* [TASK INSTRUCTIONS]
The entire listing is to be repeated verbatim.

====== DATA FOR THE TASK

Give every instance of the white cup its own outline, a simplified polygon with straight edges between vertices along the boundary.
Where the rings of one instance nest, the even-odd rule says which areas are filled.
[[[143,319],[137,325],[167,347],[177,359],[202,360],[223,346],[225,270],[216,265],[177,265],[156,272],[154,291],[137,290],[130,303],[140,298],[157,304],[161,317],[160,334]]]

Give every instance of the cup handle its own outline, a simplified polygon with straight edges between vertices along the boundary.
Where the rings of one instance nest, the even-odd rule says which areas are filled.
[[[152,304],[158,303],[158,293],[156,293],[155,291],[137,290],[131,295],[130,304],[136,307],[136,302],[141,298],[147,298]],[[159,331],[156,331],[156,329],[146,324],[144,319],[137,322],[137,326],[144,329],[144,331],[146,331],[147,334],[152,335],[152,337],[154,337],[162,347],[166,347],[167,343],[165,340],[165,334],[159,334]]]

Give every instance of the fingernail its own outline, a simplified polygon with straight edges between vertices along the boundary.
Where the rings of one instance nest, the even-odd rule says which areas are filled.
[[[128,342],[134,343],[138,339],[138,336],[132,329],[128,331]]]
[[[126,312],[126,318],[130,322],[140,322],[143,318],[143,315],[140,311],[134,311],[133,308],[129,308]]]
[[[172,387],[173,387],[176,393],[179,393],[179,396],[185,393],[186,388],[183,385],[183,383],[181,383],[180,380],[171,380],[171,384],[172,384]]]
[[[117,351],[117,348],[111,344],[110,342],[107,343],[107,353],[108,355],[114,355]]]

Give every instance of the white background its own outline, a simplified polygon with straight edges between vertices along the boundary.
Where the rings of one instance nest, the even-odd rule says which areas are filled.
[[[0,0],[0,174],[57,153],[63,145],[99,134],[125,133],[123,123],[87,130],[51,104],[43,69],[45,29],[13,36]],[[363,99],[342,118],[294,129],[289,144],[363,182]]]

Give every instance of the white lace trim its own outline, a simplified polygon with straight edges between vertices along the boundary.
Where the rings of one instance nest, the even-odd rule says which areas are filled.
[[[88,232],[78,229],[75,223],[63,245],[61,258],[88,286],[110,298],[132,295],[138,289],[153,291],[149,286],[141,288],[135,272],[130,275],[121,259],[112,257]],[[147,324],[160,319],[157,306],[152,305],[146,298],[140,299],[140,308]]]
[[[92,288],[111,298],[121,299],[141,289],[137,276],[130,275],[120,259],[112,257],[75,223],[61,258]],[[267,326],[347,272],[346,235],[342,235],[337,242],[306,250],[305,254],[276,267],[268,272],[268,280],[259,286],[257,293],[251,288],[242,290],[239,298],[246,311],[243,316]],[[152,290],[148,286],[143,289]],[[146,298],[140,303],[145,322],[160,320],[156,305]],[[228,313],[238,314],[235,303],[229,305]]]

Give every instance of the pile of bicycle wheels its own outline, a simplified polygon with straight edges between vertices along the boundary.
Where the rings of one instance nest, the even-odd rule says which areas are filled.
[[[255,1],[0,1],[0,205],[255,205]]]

============

* [EXERCISE SOLUTION]
Give every instance of the white cup its own outline, a simplified polygon with straight edges between vertices along the boundary.
Where the rings of one instance nest, the even-odd rule says which areas are filled.
[[[143,319],[137,325],[167,347],[177,359],[202,360],[223,346],[225,270],[216,265],[177,265],[156,272],[154,291],[137,290],[130,303],[140,298],[157,304],[161,317],[160,334]]]

Give every instance of the cup handle its own outline, a simplified polygon with straight edges between vertices along the boundary.
Where the rings of one instance nest, the even-odd rule says which areas are filled.
[[[152,304],[158,303],[158,293],[156,293],[155,291],[137,290],[131,295],[130,304],[136,307],[136,302],[141,298],[147,298]],[[159,331],[156,331],[156,329],[146,324],[144,319],[137,322],[137,326],[144,329],[144,331],[146,331],[147,334],[152,335],[152,337],[154,337],[162,347],[166,347],[167,343],[165,340],[165,334],[159,334]]]

Give every instance of the fingernail its own outline, a simplified polygon with straight edges between vertices along the boundary.
Where the rings of one instance nest, the even-odd rule says which areas are filled.
[[[128,342],[134,343],[138,339],[138,336],[132,329],[128,331]]]
[[[126,312],[126,318],[130,322],[140,322],[143,318],[143,315],[140,311],[134,311],[133,308],[129,308]]]
[[[172,387],[173,387],[176,393],[179,393],[179,396],[185,393],[186,388],[183,385],[183,383],[181,383],[180,380],[171,380],[171,384],[172,384]]]
[[[117,351],[117,348],[111,344],[110,342],[107,343],[107,353],[108,355],[114,355]]]

Give every instance of the white background its own outline, a simplified polygon with straight edges between vertices along the boundary.
Where the rings of one instance nest, the even-odd rule says which areas are filled.
[[[0,0],[0,174],[57,153],[63,145],[99,134],[125,133],[123,123],[87,130],[51,104],[43,69],[45,29],[13,36]],[[363,99],[342,118],[294,129],[289,144],[363,182]]]

Give every instance of the white lace trim its own outline, a simplified polygon with straight edges between vertices along the boundary.
Where the rings of one instance nest, the even-odd rule says which areas are filled.
[[[88,232],[78,229],[75,223],[63,245],[61,258],[88,286],[110,298],[132,295],[138,289],[153,291],[149,286],[141,288],[135,272],[130,275],[121,259],[112,257]],[[147,324],[160,319],[157,306],[152,305],[146,298],[140,299],[140,308]]]
[[[92,288],[111,298],[121,299],[141,289],[137,276],[130,275],[120,259],[112,257],[75,223],[61,258]],[[267,326],[347,272],[346,235],[342,235],[337,242],[306,250],[305,254],[276,267],[268,272],[268,280],[259,286],[257,293],[251,288],[242,290],[239,298],[246,311],[243,316]],[[152,290],[148,286],[143,289]],[[146,298],[140,303],[145,322],[160,320],[156,305]],[[228,313],[238,314],[235,303],[229,305]]]

Give every instance of the pile of bicycle wheels its own outline, a simplified polygon with straight edges between vertices along the boundary.
Where the rings of one instance nest, the even-odd rule says which areas are filled.
[[[255,1],[0,1],[0,205],[255,205]]]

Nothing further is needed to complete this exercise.